#### EXTRACT
Geosteering and Microseismic as Aids to Reservoir Characterization
and Modeling in Source-Rock Mudstones
Mudstones are vertically quite variable due to changing
depositional conditions over long periods of time of slow deposition. Bedding
tends to be thinner in shales and mudstones than in siltstones, sandstones, and
massive limestones. Mudstones and shales are characterized by low vertical
permeability and relatively high horizontal permeability due to bedding,
anisotropy, and compacted horizontal microcracks. Organic porosity due to
catagenesis may be developed in high TOC zones with effective permeability
barriers in bounding beds. Regional near-vertical joint systems may be
reactivated by hydraulic fracturing serving to connect different porosity zones
to the wellbore. Joint density and spacing are factors in the effectiveness of
such connections. Several of the reservoir mudstones are characterized by low
clay content, high brittleness due to silica and/or brittle limestone, and interbedded
limestone that may increase or decrease brittleness depending on its composition,
grain size, and rock mechanics. The vertical variations include variations in
anisotropy, porosity, permeability, hydrocarbon saturation, fossil content, and
degree of brittleness at most scales. Thus there should be overall reservoir quality
variability at most scales as well. Due to all these vertical scale variations it can be deduced
that certain zones will better accommodate and propagate induced hydraulic fracturing.
Certain zones will have better stratigraphic frac containment. These same certain
zones will have better drill bit containment during drilling of the lateral.

#### LISTED RECORDS

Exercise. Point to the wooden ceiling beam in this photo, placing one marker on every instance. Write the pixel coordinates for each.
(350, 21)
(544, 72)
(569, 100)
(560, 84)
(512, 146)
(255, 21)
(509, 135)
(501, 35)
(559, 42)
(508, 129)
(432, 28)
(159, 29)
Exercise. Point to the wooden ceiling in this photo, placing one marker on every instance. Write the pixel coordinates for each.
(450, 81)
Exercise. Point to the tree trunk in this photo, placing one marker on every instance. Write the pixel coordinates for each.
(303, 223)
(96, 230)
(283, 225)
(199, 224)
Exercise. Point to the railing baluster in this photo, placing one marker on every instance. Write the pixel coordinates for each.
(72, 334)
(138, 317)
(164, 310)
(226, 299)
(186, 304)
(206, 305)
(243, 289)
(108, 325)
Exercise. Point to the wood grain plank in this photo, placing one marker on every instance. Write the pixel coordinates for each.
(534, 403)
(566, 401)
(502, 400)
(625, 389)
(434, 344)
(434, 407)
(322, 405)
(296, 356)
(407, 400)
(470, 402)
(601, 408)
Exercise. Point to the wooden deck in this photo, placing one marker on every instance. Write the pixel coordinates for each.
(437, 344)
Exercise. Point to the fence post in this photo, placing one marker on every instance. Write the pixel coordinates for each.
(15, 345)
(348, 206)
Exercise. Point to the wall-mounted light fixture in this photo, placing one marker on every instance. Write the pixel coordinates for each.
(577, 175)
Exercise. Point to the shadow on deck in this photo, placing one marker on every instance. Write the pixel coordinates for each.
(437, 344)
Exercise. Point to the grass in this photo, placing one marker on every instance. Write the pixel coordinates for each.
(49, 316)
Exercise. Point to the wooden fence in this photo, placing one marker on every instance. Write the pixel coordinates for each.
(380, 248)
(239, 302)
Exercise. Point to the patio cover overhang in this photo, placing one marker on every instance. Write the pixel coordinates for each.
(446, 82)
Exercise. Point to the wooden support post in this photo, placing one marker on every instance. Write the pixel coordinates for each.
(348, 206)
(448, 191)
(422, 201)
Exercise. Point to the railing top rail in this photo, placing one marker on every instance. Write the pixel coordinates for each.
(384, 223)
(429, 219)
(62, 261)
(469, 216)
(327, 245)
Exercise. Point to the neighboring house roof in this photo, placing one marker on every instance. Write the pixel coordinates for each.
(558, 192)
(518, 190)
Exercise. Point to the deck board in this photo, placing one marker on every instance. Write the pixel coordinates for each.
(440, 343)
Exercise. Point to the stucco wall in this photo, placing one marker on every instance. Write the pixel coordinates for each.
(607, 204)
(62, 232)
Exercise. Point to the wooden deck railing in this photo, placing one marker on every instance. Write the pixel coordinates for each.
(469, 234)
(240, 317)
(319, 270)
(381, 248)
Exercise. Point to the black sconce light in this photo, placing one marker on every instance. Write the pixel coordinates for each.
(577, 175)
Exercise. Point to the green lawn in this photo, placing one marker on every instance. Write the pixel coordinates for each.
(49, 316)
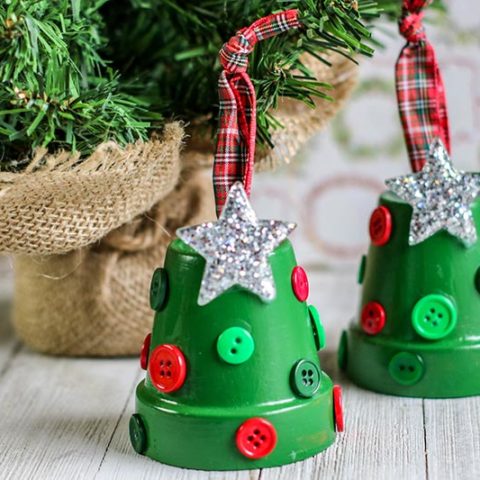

#### REQUIRED TASKS
1) According to the passage on source-rock mudstones, why do mudstones and shales have low vertical permeability but relatively high horizontal permeability?
2) From the passage on source-rock mudstones, transcribe the text beginning at the words "Certain zones will have" and stopping after the words "of the lateral.".

#### ANSWERS PROVIDED
1) The passage attributes this contrast to bedding, anisotropy, and compacted horizontal microcracks in mudstones and shales.

2)
Certain zones will have better stratigraphic frac containment. These same certain
zones will have better drill bit containment during drilling of the lateral.